Красот в нем, как и, к примеру, в более удачливой «Лючии ди Ламмермур», немерено. В обеих найдется такое возбуждающее зрителя обстоятельство, как сумасшествие героини. Но мелодрама всегда уступит трагедии. Публике слаще финал «Лючии» с погребальным звоном, чем финал «Линды» с хэппи-эндом, где после всех испытаний высокородный виконт добьется родительского благословения на брак с крестьянкой, а та от счастья излечится от безумия.
Поразмяв этот материал, режиссер вынес вердикт: воссоздать творение бельканто, каким оно было при рождении, невозможно. Новость не из свежих. Вопрос – что делать? Феодори пошел неожиданным путем. Он решил идентифицировать героиню оперы с самой оперой и переключиться с истории первой на размышления о судьбе второй, для чего каждый из трех актов превратил в отдельное концептуальное заявление, подкрепленное принципиально разным визуальным решением (художник Даниил Ахмедов).

=======

▶ [Задания к упражнению]
• 1. Кто назван в тексте об опере художником постановки?
• 2. Продолжите текст об опере, начав сразу после его последнего предложения.

=======

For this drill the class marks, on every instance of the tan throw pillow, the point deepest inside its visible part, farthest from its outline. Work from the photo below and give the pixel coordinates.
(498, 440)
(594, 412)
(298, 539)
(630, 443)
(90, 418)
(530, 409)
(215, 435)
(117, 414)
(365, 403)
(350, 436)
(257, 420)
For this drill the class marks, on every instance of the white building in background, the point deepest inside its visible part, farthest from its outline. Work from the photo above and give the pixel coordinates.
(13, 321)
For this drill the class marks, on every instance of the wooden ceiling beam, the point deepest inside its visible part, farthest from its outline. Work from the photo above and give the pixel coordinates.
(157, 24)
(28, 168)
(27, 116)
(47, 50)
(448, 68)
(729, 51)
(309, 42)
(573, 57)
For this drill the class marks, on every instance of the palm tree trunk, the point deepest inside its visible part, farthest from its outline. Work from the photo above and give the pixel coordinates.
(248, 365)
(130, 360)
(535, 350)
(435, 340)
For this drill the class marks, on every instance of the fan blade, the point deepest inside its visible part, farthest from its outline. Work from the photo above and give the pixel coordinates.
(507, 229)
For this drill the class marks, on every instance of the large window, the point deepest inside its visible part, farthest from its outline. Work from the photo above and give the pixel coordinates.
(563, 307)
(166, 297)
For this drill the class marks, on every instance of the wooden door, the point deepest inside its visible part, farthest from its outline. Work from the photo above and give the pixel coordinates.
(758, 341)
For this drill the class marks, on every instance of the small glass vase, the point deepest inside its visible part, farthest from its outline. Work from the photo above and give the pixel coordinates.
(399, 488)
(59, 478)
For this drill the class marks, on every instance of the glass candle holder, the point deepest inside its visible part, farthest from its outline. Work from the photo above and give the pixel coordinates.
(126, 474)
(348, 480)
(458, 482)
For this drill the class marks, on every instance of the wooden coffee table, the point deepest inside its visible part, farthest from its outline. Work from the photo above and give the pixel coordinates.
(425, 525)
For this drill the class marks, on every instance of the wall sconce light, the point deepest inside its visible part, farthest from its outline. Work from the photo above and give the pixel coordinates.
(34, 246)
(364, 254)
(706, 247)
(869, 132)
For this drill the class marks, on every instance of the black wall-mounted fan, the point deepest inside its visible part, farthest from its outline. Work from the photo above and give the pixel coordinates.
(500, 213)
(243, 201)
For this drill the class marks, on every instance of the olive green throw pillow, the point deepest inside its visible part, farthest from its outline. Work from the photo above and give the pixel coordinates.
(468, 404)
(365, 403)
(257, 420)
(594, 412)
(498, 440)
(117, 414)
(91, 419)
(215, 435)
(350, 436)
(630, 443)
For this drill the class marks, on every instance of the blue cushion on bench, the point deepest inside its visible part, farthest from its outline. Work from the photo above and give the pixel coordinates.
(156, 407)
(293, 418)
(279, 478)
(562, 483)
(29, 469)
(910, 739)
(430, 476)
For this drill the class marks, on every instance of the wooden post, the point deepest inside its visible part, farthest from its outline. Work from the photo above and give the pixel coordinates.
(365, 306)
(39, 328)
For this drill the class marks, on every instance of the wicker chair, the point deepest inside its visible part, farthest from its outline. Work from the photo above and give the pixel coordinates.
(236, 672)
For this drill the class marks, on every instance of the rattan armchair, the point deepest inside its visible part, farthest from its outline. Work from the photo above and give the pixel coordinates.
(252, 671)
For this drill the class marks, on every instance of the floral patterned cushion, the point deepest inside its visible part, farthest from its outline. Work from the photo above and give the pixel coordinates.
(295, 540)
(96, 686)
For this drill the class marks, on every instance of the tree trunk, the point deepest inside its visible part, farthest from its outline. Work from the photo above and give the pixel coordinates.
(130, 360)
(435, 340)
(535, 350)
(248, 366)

=======

▶ [Ответы к упражнению]
• 1. Даниил Ахмедов.

• 2.
Акт первый
Режиссер характеризует его так: «Это пространство, похожее на старинный пыльный музей оперы. Там она обитает, и оттуда ее изгоняют».
Вопреки вывешенному во всяком музее требованию «Руками не трогать», в этом похозяйничали изрядно. Перво-наперво внесли в интерьеры хаос. На заднике выписали в старых традициях идиллический пейзаж, слева уложили на пол циклопическую люстру (которую все кому не лень трут и трут, делая вид, что очищают от вековой пыли), справа вывесили обрывок тяжелого занавеса и усадили закутанный с ног до головы в красный бархат муляж человека в веригах. Тесно, душно. По цвету – винегрет, по идее – невнятица. Кто или символ чего, к примеру, этот мощно берущий на себя внимание муляж? Он в одиночестве просидел на стуле почти весь акт, но прежде, чем его унесли с глаз долой, героиня успела ему излить душу. Уж не символ ли это самой оперы бельканто, замученной до смерти (не иначе как собратьями Феодори по профессии)?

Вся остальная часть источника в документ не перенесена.